DOCUMENT SECTION
════════════════════

"The Lengdon Inn, kept by M. Vuller.
Gentlemen walk in and sit at your aise,
Pay for what you call for, and call for what you plaise;
As tristing of late has been to my sorrow,
Pay me to-day and I'll tristee to-morrow."
J. D.
Launceston.
Not far from Kilpeck, Herefordshire, I have seen a wayside public-house,
exhibiting the sign of the "Oak," under which is the following couplet:
"I am an oak, and not a yew,
So drink a cup with good John Pugh."
{569} As "good John Pugh" sold excellent cider, I did not repent complying
with the injunction.
W. J. BERNHARD SMITH.
Temple.
This is at a roadside public-house near Maidenhead, known by the sign of
the "Gate." It is thus:
"This gate hangs high,
It hinders none;
Drink hearty, boys,
And travel on."
I remember a sign near Marlborough of the "Red Cow," and the landlord,
being also a milkman, had inscribed under the rude drawing of a cow these
lines:
"The Red Cow
Gives good milk now."
NEWBURIENSIS.
* * * * *
HOMO UNIUS LIBRI.
(Vol. viii., p. 440.)
I have not verified in the works of St. Thomas this saying ascribed to him,
but I subjoin a passage from Bishop Taylor, where it is quoted:
"A river cut into many rivulets divides also its strength, and grows
contemptible and apt to be forded by a lamb and drunk up by a summer
sun; so is the spirit of man busied in variety, and divided in itself;
it abates its fervour, cools into indifferency, and becomes trifling by
its dispersion and inadvertency. Aquinas was once asked, with what
compendium a man might best become learned? He answered, _By reading of
one book_; meaning that an understanding entertained with several
objects is intent upon neither, and profits not." --_Life of Christ_,
part ii. s. xii. 16.

════════════════════

REQUIREMENTS
A. Summarize the excerpt in two sentences.
B. In the excerpt, what did "good John Pugh" sell?

LISTED ENTRIES

════════════════════

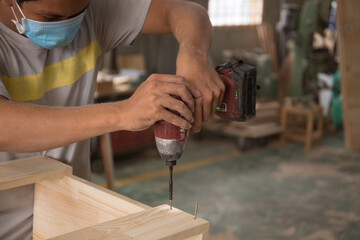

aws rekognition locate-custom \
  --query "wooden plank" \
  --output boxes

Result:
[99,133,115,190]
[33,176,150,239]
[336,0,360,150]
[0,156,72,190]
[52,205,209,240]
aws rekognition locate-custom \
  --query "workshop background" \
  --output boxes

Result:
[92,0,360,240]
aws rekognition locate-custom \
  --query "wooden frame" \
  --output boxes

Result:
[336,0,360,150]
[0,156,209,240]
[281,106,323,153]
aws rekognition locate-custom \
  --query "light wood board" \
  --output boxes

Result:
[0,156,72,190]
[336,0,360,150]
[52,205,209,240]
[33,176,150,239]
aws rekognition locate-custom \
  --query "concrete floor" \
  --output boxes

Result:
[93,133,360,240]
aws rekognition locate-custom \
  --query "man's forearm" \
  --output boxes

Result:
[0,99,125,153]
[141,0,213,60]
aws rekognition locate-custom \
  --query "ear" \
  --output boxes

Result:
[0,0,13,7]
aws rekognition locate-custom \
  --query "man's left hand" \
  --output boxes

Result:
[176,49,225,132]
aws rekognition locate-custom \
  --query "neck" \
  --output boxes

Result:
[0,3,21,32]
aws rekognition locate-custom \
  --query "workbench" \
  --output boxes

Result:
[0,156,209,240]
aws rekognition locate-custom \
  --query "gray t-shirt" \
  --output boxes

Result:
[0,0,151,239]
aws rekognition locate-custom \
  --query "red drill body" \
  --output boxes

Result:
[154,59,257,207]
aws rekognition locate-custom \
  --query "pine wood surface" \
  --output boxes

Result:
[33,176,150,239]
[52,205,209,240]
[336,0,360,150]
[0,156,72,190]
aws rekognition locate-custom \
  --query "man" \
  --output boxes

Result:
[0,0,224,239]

════════════════════

RESPONSES
A. Several contributors record rhyming verses on public-house signs, among them the "Oak" near Kilpeck, the "Gate" near Maidenhead, and the "Red Cow" near Marlborough, whose landlord was also a milkman. Another contributor, who has not verified the saying in the works of St. Thomas, quotes a passage from Bishop Taylor in which Aquinas, asked how a man might best become learned, answered "By reading of one book."

B. He sold excellent cider.